(Object pointing dataset rows)

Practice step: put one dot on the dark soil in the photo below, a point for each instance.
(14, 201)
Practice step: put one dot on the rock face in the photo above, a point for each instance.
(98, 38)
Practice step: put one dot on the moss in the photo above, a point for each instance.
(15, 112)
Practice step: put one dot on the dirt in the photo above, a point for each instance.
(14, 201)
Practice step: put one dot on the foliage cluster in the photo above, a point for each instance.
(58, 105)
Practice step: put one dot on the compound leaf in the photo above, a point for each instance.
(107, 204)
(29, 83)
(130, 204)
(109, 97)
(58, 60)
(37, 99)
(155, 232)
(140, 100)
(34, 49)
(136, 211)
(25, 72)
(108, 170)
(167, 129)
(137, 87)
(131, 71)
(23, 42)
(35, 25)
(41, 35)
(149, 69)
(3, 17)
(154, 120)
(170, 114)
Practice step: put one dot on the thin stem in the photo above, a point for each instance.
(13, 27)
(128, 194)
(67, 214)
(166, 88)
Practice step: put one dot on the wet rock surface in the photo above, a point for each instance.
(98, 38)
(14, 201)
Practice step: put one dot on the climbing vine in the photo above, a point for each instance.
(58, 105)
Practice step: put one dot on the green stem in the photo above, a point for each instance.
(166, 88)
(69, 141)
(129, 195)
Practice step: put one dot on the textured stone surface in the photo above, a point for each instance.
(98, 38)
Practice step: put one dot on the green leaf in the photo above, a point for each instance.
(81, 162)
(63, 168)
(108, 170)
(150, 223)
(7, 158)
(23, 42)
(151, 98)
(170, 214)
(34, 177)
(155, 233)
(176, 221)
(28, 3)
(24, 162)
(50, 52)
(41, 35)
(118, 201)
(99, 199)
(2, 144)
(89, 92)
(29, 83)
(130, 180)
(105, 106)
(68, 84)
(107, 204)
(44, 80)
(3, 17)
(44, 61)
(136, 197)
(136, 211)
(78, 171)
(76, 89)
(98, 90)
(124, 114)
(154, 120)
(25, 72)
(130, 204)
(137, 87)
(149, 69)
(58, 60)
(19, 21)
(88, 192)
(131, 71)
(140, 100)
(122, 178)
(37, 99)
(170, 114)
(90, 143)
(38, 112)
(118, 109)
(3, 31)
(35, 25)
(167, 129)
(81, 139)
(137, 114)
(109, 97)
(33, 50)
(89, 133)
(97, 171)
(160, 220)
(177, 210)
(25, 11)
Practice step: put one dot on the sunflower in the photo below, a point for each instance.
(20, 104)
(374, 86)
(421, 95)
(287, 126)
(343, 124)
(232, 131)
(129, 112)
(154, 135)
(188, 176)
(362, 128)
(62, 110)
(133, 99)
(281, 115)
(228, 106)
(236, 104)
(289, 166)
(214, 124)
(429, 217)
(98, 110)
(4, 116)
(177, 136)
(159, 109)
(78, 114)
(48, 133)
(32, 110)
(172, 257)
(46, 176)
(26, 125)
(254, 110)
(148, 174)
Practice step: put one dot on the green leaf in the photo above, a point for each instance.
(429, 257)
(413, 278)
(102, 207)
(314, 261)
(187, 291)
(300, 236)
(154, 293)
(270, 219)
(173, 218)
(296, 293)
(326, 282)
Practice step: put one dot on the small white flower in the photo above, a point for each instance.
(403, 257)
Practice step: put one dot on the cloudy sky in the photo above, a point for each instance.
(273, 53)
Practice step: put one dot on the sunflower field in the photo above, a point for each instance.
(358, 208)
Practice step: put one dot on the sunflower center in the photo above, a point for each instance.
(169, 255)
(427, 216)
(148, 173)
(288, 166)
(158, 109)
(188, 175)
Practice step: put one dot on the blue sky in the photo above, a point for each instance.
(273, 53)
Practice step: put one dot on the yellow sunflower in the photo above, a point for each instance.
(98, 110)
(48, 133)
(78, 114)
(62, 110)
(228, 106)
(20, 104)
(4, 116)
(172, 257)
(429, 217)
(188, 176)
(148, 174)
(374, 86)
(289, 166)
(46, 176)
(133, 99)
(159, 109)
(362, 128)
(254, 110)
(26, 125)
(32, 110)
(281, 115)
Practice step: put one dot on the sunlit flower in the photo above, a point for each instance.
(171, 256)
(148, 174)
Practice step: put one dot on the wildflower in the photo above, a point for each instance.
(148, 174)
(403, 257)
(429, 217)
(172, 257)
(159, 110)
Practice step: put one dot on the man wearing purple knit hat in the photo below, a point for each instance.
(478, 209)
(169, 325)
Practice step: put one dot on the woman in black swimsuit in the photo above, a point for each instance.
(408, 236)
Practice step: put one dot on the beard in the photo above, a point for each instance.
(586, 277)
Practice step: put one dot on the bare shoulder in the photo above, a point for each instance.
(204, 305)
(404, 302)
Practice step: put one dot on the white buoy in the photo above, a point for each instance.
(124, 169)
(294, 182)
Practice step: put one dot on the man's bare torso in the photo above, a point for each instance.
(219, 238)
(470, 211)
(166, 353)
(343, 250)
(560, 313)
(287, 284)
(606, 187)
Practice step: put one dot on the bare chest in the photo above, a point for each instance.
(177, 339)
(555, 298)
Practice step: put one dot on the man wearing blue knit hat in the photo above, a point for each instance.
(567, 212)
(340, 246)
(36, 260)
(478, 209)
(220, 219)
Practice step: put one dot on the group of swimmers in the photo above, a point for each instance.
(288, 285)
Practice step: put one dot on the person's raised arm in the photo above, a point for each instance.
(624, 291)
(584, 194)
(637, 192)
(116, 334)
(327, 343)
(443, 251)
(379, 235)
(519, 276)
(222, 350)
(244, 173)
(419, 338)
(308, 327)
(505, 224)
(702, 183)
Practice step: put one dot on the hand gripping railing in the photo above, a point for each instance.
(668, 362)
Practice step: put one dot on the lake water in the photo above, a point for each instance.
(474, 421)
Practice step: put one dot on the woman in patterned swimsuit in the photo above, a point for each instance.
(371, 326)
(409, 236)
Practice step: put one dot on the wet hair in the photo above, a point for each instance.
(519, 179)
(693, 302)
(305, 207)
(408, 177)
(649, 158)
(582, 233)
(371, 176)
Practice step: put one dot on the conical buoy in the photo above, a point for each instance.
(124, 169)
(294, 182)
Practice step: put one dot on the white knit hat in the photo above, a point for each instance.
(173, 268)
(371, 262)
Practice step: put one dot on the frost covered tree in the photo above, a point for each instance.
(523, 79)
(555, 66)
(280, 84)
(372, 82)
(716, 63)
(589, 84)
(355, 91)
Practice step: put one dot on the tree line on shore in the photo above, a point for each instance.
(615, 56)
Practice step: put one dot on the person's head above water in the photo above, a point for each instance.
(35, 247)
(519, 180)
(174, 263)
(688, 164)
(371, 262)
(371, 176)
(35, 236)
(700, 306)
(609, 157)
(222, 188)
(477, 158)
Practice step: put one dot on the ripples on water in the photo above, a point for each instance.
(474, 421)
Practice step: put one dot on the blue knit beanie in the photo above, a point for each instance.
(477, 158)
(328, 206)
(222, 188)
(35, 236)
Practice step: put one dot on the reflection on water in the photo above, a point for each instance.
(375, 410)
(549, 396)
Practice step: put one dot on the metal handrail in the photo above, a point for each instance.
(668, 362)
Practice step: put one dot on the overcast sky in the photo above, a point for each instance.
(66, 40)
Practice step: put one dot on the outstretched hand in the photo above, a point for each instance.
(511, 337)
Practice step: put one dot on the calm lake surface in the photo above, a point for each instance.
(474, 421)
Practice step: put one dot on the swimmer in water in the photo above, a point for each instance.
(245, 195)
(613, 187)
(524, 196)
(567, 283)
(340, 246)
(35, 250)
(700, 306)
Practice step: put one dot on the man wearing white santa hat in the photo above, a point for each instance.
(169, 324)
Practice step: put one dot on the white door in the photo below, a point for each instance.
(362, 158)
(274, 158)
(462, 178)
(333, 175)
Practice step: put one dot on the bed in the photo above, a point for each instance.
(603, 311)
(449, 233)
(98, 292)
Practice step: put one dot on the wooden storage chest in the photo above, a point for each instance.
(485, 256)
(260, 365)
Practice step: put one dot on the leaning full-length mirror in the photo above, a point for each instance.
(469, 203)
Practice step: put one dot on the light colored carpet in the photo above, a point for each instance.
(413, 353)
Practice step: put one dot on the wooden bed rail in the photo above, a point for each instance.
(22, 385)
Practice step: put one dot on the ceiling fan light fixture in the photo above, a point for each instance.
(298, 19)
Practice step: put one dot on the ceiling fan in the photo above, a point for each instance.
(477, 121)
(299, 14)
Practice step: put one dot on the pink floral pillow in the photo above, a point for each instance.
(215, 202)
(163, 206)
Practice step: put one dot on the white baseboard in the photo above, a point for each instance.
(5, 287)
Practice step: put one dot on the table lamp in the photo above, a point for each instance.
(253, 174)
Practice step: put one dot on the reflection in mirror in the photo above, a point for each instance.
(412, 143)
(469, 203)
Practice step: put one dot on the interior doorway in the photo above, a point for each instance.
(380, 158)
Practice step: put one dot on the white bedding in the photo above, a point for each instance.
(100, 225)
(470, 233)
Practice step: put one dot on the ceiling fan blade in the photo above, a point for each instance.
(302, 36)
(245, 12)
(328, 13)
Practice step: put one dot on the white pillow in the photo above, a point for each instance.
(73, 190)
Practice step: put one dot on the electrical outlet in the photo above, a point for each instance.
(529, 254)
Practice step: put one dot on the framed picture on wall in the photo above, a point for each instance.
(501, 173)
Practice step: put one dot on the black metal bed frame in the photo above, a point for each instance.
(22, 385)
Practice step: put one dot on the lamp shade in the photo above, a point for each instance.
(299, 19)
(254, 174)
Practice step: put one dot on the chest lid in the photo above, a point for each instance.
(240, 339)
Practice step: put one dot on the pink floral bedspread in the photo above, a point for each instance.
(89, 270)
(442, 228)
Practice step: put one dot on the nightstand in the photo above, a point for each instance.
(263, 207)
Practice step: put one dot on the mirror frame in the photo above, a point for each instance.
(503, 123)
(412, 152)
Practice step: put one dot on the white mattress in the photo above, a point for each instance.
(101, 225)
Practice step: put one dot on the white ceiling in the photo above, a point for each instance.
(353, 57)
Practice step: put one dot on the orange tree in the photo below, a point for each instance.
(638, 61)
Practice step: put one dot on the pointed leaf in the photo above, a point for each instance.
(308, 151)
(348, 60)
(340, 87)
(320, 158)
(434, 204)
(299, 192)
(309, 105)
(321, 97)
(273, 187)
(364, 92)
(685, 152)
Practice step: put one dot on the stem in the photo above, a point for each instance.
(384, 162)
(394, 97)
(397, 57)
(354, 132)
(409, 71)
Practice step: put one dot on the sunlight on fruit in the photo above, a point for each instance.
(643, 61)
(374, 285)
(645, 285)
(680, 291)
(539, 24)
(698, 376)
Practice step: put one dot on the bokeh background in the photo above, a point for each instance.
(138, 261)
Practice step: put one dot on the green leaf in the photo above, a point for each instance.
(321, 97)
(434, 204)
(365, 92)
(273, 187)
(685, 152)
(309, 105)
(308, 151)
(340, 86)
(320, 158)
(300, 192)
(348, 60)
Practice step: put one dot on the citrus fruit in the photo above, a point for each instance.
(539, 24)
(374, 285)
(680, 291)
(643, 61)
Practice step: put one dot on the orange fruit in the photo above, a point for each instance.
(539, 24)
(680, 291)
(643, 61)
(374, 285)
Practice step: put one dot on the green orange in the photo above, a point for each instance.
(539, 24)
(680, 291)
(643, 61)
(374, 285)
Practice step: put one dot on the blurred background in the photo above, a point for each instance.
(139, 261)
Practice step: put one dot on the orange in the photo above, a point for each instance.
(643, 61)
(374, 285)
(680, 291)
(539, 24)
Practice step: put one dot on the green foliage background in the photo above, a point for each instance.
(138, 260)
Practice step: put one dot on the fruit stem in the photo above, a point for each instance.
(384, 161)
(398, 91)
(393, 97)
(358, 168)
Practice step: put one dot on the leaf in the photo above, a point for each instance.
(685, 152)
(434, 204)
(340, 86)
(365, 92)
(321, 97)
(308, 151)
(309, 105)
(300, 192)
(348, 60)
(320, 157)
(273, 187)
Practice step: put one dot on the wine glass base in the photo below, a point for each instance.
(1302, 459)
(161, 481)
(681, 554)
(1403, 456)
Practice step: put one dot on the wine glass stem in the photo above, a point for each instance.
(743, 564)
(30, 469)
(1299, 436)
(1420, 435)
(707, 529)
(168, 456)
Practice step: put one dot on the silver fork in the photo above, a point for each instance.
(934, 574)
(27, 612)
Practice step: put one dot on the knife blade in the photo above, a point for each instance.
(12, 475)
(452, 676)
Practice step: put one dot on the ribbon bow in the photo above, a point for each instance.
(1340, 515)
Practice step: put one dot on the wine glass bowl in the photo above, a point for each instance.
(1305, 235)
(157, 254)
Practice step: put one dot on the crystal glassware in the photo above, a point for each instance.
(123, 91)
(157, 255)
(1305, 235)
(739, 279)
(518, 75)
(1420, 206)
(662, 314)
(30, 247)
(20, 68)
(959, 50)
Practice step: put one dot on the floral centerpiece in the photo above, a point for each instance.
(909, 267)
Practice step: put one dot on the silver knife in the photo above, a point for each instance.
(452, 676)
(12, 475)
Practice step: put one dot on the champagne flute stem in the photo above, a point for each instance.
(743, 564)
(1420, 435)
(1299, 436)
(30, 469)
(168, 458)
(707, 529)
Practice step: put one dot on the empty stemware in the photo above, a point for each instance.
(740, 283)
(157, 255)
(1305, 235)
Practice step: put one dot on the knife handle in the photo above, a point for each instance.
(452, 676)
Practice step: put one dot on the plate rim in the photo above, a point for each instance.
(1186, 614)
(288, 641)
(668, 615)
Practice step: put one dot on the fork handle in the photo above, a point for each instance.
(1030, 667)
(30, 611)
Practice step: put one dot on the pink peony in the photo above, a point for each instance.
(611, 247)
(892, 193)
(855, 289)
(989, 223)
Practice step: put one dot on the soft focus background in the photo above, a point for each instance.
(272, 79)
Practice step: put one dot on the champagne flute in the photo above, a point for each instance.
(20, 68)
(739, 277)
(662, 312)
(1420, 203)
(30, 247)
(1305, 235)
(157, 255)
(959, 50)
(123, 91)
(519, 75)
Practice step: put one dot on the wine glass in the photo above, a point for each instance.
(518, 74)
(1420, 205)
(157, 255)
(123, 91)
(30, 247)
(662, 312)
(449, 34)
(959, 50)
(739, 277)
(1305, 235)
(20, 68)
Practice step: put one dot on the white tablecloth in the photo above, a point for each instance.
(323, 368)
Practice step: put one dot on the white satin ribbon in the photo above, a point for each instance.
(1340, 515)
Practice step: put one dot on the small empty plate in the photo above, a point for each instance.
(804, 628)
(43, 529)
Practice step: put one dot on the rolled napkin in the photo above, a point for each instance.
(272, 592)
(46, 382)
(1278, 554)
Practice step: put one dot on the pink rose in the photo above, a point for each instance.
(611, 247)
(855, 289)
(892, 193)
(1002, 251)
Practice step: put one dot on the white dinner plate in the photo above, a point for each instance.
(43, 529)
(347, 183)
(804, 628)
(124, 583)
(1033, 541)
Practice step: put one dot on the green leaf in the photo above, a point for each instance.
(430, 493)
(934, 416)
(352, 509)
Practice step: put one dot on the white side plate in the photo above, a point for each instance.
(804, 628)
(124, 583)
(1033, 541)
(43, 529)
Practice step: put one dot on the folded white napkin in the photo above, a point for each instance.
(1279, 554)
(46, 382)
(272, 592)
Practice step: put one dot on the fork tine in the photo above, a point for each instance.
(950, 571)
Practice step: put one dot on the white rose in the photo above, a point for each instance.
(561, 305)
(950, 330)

| DO THIS |
In the data, from the line with "Practice step: put one dot on the citrus" up to and including the line with "(1403, 456)", change "Practice step" to "Exercise" and give those lines again with nothing else altered.

| EXERCISE OUTPUT |
Exercise: put one dot on the citrus fruit in the photo above, a point for each instance.
(539, 24)
(374, 285)
(680, 291)
(643, 61)
Exercise: put one dot on the orange fruit in the photo above, a point for each instance.
(539, 24)
(680, 291)
(643, 61)
(374, 285)
Exercise: put one dot on the green orange in the photo above, a point for each instance.
(539, 24)
(680, 291)
(643, 61)
(374, 285)
Exercise: put one dot on the blurred background in the photo above, a point for each instance.
(139, 261)
Exercise: put one dot on the orange in the photo above, a point for each instance.
(643, 61)
(374, 285)
(680, 291)
(539, 24)
Exercise: put one dot on the green foliage background in the photo above, a point for each instance.
(138, 260)
Exercise: put one dot on the fruit stem in the photo above, a point for each instance.
(384, 161)
(398, 91)
(393, 97)
(358, 168)
Exercise: put one dot on the leaf in the photo above, a point for each instance.
(685, 152)
(434, 204)
(340, 86)
(365, 92)
(321, 97)
(308, 151)
(309, 105)
(300, 192)
(348, 60)
(320, 157)
(273, 187)
Exercise: put one dot on the wine glass base in the photo below, a point for each instance.
(1302, 459)
(161, 481)
(681, 554)
(1403, 456)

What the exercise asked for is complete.